Task statement → Locate the string "then" throughout the material and copy every line in which it occurs.

(Listed records Opens)

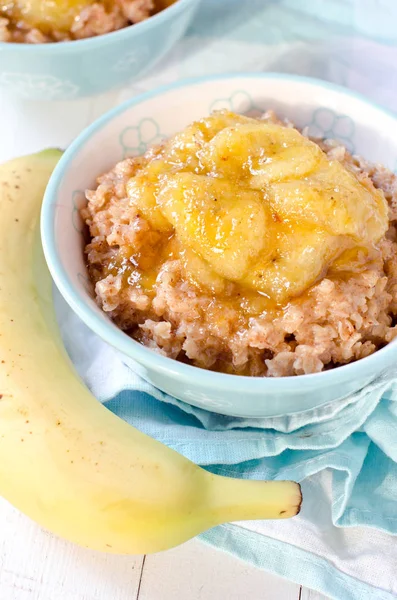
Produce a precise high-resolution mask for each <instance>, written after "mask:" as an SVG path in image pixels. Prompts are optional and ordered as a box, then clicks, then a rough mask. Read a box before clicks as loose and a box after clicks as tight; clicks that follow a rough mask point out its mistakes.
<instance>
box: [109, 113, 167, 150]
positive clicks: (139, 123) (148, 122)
mask: <svg viewBox="0 0 397 600" xmlns="http://www.w3.org/2000/svg"><path fill="white" fill-rule="evenodd" d="M165 137H166V136H165V135H163V134H162V133H161V132H160V127H159V125H158V123H157V122H156V121H155V120H154V119H151V118H145V119H142V120H141V121H140V122H139V123H138V125H131V126H129V127H125V128H124V129H123V131H122V132H121V133H120V137H119V140H120V145H121V148H122V153H123V158H126V157H127V156H139V155H140V154H144V153H145V152H146V150H148V148H149V147H150V146H153V145H155V144H159V143H160V142H162V141H163V140H164V139H165Z"/></svg>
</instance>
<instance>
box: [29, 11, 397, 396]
mask: <svg viewBox="0 0 397 600" xmlns="http://www.w3.org/2000/svg"><path fill="white" fill-rule="evenodd" d="M182 1H183V0H182ZM238 78H247V79H255V78H258V79H269V80H271V79H274V80H285V81H288V82H290V83H301V84H307V85H312V86H316V87H321V88H323V89H326V90H331V91H333V92H337V93H339V94H342V95H345V96H349V97H350V98H353V99H356V100H359V101H361V102H363V103H364V104H366V105H368V106H369V107H370V108H371V109H376V110H378V111H380V112H382V113H383V114H385V115H386V116H388V117H389V118H391V119H392V120H393V121H394V122H395V125H396V127H397V114H394V113H393V112H392V111H391V110H388V109H387V108H384V107H383V106H381V105H379V104H377V103H376V102H373V101H371V100H368V99H367V98H366V97H365V96H363V95H361V94H360V93H358V92H355V91H352V90H349V89H347V88H344V87H343V86H339V85H337V84H334V83H330V82H328V81H324V80H320V79H316V78H311V77H305V76H301V75H292V74H284V73H272V72H267V73H255V72H253V73H247V72H244V73H230V74H229V73H228V74H223V75H211V76H203V77H192V78H188V79H184V80H180V81H177V82H175V83H172V84H168V85H163V86H161V87H158V88H155V89H153V90H150V91H148V92H145V93H143V94H140V95H138V96H134V97H133V98H130V99H128V100H126V101H125V102H123V103H122V104H120V105H118V106H116V107H114V108H113V109H111V110H109V111H107V112H106V113H105V114H103V115H102V116H101V117H99V118H98V119H97V120H96V121H94V122H93V123H92V124H91V125H89V126H88V127H87V128H86V129H84V130H83V131H82V132H81V133H80V134H79V135H78V137H77V138H76V139H75V140H74V141H73V142H72V143H71V145H70V146H69V147H68V148H67V149H66V150H65V152H64V154H63V156H62V157H61V158H60V160H59V162H58V164H57V165H56V167H55V169H54V171H53V174H52V175H51V178H50V180H49V183H48V185H47V188H46V191H45V194H44V198H43V204H42V209H41V239H42V245H43V250H44V256H45V259H46V262H47V265H48V268H49V270H50V273H51V276H52V278H53V281H54V283H55V284H56V286H57V288H58V290H59V291H60V293H61V294H62V296H63V298H64V299H65V300H66V302H67V303H68V304H69V306H70V307H71V308H72V310H73V311H74V312H75V313H76V314H77V316H78V317H79V318H81V320H82V321H83V322H84V323H85V324H86V325H87V326H88V327H89V328H90V329H91V330H92V331H93V332H94V333H96V334H97V335H98V336H99V337H100V338H101V339H102V340H104V341H106V342H107V343H109V344H110V345H111V346H113V347H114V348H116V349H117V350H119V351H120V352H122V353H123V354H125V355H127V356H129V357H130V358H132V359H133V360H136V361H137V362H138V363H140V364H142V365H144V366H148V367H150V368H152V369H155V370H156V371H158V372H159V373H163V374H166V375H170V374H172V375H173V376H175V377H177V378H178V379H179V381H180V382H181V383H183V382H184V381H191V379H192V377H197V376H199V377H200V379H201V380H202V382H203V384H206V383H207V384H210V385H211V386H212V387H213V388H214V389H224V388H225V387H226V388H227V387H229V386H232V387H233V390H234V391H235V392H238V391H240V392H241V393H244V392H246V391H247V386H249V388H250V391H254V392H255V391H257V392H259V391H264V390H265V389H266V390H267V391H283V389H285V391H291V389H293V388H294V387H295V386H296V385H297V384H298V382H299V381H302V383H303V382H304V383H305V384H308V385H309V386H310V384H312V385H313V386H317V385H318V384H320V383H321V384H322V385H326V384H327V383H331V382H332V381H335V379H334V378H335V374H336V372H337V373H338V374H340V376H342V378H343V379H344V380H347V379H351V378H353V377H354V376H355V375H356V374H357V372H358V371H362V370H368V372H369V367H370V365H372V367H373V366H374V363H382V362H383V361H382V357H383V356H384V355H385V353H387V352H390V350H391V349H392V348H393V346H394V348H395V349H397V348H396V345H395V344H393V342H390V343H389V344H387V345H386V346H384V347H383V348H381V349H380V350H377V351H376V352H374V353H373V354H371V355H369V356H366V357H364V358H361V359H359V360H356V361H354V362H351V363H348V364H346V365H341V366H339V367H335V368H333V369H329V370H327V371H320V372H318V373H309V374H304V375H292V376H286V377H275V378H271V377H263V376H261V377H258V376H252V377H248V376H244V375H232V374H228V373H220V372H217V371H210V370H206V369H201V368H199V367H196V366H193V365H188V364H185V363H182V362H179V361H177V360H175V359H172V358H169V357H166V356H162V355H161V354H158V353H156V352H154V351H153V350H151V349H149V348H147V347H146V346H143V345H142V344H140V343H139V342H137V341H135V340H134V339H132V338H131V337H129V336H128V335H127V334H126V333H124V332H123V331H121V329H119V328H118V327H117V326H116V325H115V324H114V323H112V322H111V321H110V319H109V320H108V322H106V320H105V319H103V318H102V317H101V316H100V315H99V314H96V313H95V312H94V311H93V310H92V309H91V308H90V307H89V305H88V304H87V303H86V302H84V301H81V300H80V297H79V294H78V293H77V292H76V290H75V288H74V286H73V284H72V283H71V282H70V280H69V277H68V275H67V274H66V272H65V269H64V268H63V265H62V261H61V260H60V257H59V254H58V250H57V244H56V240H55V230H54V219H53V215H54V211H53V210H52V205H53V203H54V202H55V201H56V198H57V193H58V188H59V187H60V184H61V182H62V179H63V177H64V175H65V173H67V170H68V167H69V164H70V162H71V161H72V159H73V158H74V156H75V154H76V153H77V152H78V151H79V150H80V148H81V147H82V146H84V144H85V143H86V141H87V140H88V139H89V138H91V137H92V135H94V134H95V133H96V132H97V131H98V130H100V129H101V128H102V127H103V126H104V125H105V124H107V123H108V122H110V121H112V120H113V119H114V118H115V117H116V116H118V115H120V114H122V113H123V112H125V111H126V110H127V109H129V108H131V107H133V106H136V105H138V104H141V103H142V102H145V101H146V100H149V99H151V98H154V97H157V96H161V95H162V94H164V93H167V92H169V91H172V90H177V89H179V88H186V87H191V86H195V85H200V84H203V83H208V82H216V81H219V80H225V79H238Z"/></svg>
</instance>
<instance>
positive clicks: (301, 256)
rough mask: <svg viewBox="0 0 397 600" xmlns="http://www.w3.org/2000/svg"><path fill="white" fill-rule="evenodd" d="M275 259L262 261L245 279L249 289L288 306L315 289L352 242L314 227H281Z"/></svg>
mask: <svg viewBox="0 0 397 600" xmlns="http://www.w3.org/2000/svg"><path fill="white" fill-rule="evenodd" d="M276 229H277V239H276V244H275V246H274V247H273V254H272V256H271V258H270V259H269V257H266V258H264V259H263V258H261V259H260V260H258V262H257V263H256V265H255V266H254V268H253V269H252V270H251V271H250V272H249V274H248V275H247V276H246V277H245V279H244V283H245V285H247V286H249V287H251V288H254V289H256V290H257V291H258V292H262V293H264V294H266V295H267V296H269V298H271V299H272V300H274V301H275V302H277V303H278V304H286V302H288V300H289V299H290V298H292V297H294V296H299V294H301V293H302V292H304V290H305V289H307V288H308V287H309V286H311V285H313V283H315V281H316V280H317V279H318V278H319V277H320V276H321V275H322V274H323V273H324V272H325V270H326V268H327V266H328V265H329V264H330V262H331V261H332V260H334V259H335V258H336V257H337V256H339V255H340V254H341V253H342V252H343V251H344V250H345V249H346V247H348V246H349V244H350V242H349V239H348V238H344V237H337V236H333V235H331V234H330V233H328V232H327V231H324V230H323V229H316V228H313V226H311V225H310V224H306V225H303V224H300V225H298V224H297V223H290V224H279V225H278V227H276Z"/></svg>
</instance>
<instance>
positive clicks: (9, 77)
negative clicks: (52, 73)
mask: <svg viewBox="0 0 397 600" xmlns="http://www.w3.org/2000/svg"><path fill="white" fill-rule="evenodd" d="M0 85H5V86H7V87H8V88H9V89H12V90H13V91H14V92H17V93H18V94H19V95H20V96H23V97H25V98H42V97H43V95H45V96H46V98H47V100H57V99H60V98H62V99H71V98H75V97H76V96H77V95H78V92H79V88H78V86H77V85H75V84H74V83H72V82H71V81H67V80H64V79H58V78H57V77H53V76H52V75H27V74H26V73H15V72H6V73H1V74H0Z"/></svg>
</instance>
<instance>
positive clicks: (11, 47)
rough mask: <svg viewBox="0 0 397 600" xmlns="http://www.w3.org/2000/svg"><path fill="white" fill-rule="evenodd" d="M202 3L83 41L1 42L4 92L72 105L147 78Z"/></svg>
mask: <svg viewBox="0 0 397 600" xmlns="http://www.w3.org/2000/svg"><path fill="white" fill-rule="evenodd" d="M199 2H200V0H176V2H175V3H174V4H172V5H171V6H169V7H168V8H165V9H164V10H162V11H161V12H159V13H157V14H155V15H153V16H152V17H150V18H149V19H147V20H146V21H142V22H141V23H137V24H136V25H130V26H129V27H125V28H124V29H120V30H118V31H114V32H112V33H106V34H104V35H99V36H96V37H92V38H87V39H83V40H73V41H69V42H56V43H49V44H14V43H8V42H0V91H2V92H4V90H6V91H7V92H10V93H12V94H14V95H17V96H20V97H23V98H28V99H31V100H71V99H74V98H79V97H82V96H89V95H92V94H98V93H101V92H105V91H108V90H111V89H113V88H117V87H120V86H122V85H124V84H126V83H128V82H130V81H132V80H134V79H136V78H137V77H140V76H142V75H143V74H144V73H145V72H146V71H147V70H149V69H150V68H151V67H153V65H154V64H155V63H157V62H158V61H159V60H160V59H161V58H163V56H164V55H165V54H166V53H167V52H168V51H169V50H170V49H171V48H172V46H173V45H174V44H176V42H177V41H178V40H179V39H180V38H181V37H182V36H183V35H184V33H185V31H186V29H187V28H188V26H189V24H190V23H191V21H192V19H193V17H194V14H195V11H196V9H197V7H198V5H199Z"/></svg>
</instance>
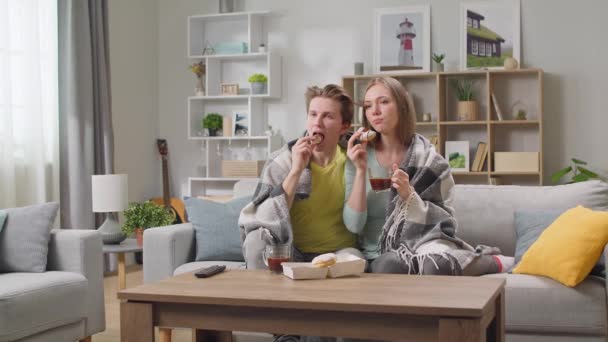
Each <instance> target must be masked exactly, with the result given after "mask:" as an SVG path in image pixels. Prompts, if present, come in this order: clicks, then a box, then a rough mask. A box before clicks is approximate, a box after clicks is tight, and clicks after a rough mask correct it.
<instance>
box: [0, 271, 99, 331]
mask: <svg viewBox="0 0 608 342" xmlns="http://www.w3.org/2000/svg"><path fill="white" fill-rule="evenodd" d="M87 284H88V282H87V279H86V278H85V277H84V276H83V275H81V274H78V273H71V272H44V273H19V272H15V273H4V274H0V341H13V340H18V339H20V338H23V337H24V336H29V335H33V334H35V333H38V332H41V331H45V330H48V329H52V328H55V327H59V326H62V325H65V324H70V323H74V322H78V321H79V320H81V319H83V318H84V317H85V315H86V310H87V308H86V307H85V303H86V302H87V300H86V291H87Z"/></svg>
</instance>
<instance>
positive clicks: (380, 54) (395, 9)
mask: <svg viewBox="0 0 608 342" xmlns="http://www.w3.org/2000/svg"><path fill="white" fill-rule="evenodd" d="M430 69H431V8H430V6H429V5H420V6H408V7H397V8H377V9H375V20H374V72H375V73H383V72H392V73H394V72H403V73H412V72H422V71H430Z"/></svg>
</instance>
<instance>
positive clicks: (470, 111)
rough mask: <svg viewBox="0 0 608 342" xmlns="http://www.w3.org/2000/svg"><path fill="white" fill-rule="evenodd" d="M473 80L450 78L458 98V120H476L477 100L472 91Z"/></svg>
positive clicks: (472, 91)
mask: <svg viewBox="0 0 608 342" xmlns="http://www.w3.org/2000/svg"><path fill="white" fill-rule="evenodd" d="M474 83H475V81H474V80H471V79H462V80H452V81H451V85H452V87H453V88H454V90H455V91H456V97H457V98H458V120H460V121H474V120H477V102H475V97H474V93H473V85H474Z"/></svg>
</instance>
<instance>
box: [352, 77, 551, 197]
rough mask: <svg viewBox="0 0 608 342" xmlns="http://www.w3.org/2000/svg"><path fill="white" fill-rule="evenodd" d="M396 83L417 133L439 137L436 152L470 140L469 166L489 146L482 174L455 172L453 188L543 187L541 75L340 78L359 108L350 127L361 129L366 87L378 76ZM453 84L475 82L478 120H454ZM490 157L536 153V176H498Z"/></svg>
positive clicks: (533, 173)
mask: <svg viewBox="0 0 608 342" xmlns="http://www.w3.org/2000/svg"><path fill="white" fill-rule="evenodd" d="M383 76H390V77H393V78H396V79H397V80H399V81H400V82H401V83H402V84H403V85H404V86H405V87H406V89H408V91H409V92H410V93H411V94H412V96H413V98H414V104H415V107H416V111H417V119H418V123H417V125H416V126H417V132H418V133H420V134H422V135H424V136H426V137H430V136H433V135H434V136H437V137H438V138H439V144H438V145H439V152H440V153H441V154H442V155H445V142H446V141H453V140H466V141H469V156H470V160H469V163H470V164H469V166H471V165H472V163H473V160H474V158H475V152H476V149H477V144H478V142H485V143H487V145H488V146H487V147H488V155H487V157H486V162H485V164H484V167H483V170H482V171H477V172H453V175H454V179H455V180H456V183H479V184H489V183H490V178H491V177H496V178H499V182H500V183H501V184H525V185H542V184H543V70H542V69H518V70H473V71H457V72H438V73H435V72H430V73H409V74H404V73H383V74H376V75H353V76H343V77H342V86H343V87H344V88H345V89H346V90H347V91H348V92H349V94H350V95H351V96H353V100H354V101H355V103H356V104H357V106H356V111H355V113H356V115H355V120H354V123H353V126H354V127H358V126H360V125H361V120H362V118H361V117H362V115H364V114H363V113H362V110H361V109H360V105H361V104H362V103H363V96H364V95H365V94H364V92H365V89H366V87H367V83H368V82H369V81H370V80H371V79H373V78H376V77H383ZM452 79H473V80H474V81H475V83H474V89H475V90H474V94H475V100H476V101H477V104H478V119H477V120H476V121H458V119H457V113H456V110H457V99H456V96H455V94H454V91H453V89H452V87H451V85H450V82H451V80H452ZM492 93H494V94H495V96H496V99H497V101H498V102H499V103H498V106H499V107H500V109H501V112H502V116H503V119H504V120H498V117H497V115H496V111H495V109H494V104H493V102H492V98H491V96H492ZM516 102H519V103H520V104H523V106H524V107H525V108H527V120H514V117H515V116H514V115H513V113H512V109H514V107H515V105H516ZM422 113H431V119H432V121H431V122H421V118H422ZM494 152H538V154H539V159H540V160H539V170H538V172H496V171H495V170H494Z"/></svg>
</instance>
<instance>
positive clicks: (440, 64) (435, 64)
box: [433, 53, 445, 72]
mask: <svg viewBox="0 0 608 342" xmlns="http://www.w3.org/2000/svg"><path fill="white" fill-rule="evenodd" d="M444 58H445V53H434V54H433V71H435V72H441V71H443V59H444Z"/></svg>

(Listed records Closes)

Completed exercise →
Produce a precise high-resolution mask for each <instance>, written after "mask:" as an SVG path in image pixels. Prompts are optional and ordered as a box, then clicks, then a rough mask. Read a box before clicks as loose and a box after clicks as tight; clicks that follow a rough mask point out its mistakes.
Each <instance> target must be masked exactly, with the result given after "mask:" as an SVG path in image pixels. Prompts, if present, come in this order: clicks, then a box, then a rough mask. A box before clicks is approximate, a box after clicks is tight, and clicks after a rough mask correct it.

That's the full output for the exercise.